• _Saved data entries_

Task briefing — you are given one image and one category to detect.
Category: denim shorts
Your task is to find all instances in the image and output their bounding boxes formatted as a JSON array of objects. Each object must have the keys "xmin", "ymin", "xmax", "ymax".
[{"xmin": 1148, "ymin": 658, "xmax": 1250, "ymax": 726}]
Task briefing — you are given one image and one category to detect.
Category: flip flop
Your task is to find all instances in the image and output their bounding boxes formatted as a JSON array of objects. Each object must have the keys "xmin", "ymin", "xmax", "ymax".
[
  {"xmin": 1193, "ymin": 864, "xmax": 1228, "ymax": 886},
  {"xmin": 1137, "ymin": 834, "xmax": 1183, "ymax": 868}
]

• _Task to complete_
Write out the data above once more, exactly as it stands.

• _Exercise output_
Task briefing — you are given one image and one category to detect.
Category: denim shorts
Your task is to find all instances in the image and output their bounding boxes formatted as a JSON array of objects. Each object must have the keys "xmin", "ymin", "xmax", "ymax".
[{"xmin": 1148, "ymin": 658, "xmax": 1250, "ymax": 726}]
Task briefing — you are given one image and one category to detect.
Category: flip flop
Your task is to find all instances in the image and output their bounding boxes formatted as a JSON array of objects. Each object must have the keys "xmin", "ymin", "xmax", "ymax".
[
  {"xmin": 1193, "ymin": 864, "xmax": 1228, "ymax": 886},
  {"xmin": 1137, "ymin": 834, "xmax": 1183, "ymax": 868}
]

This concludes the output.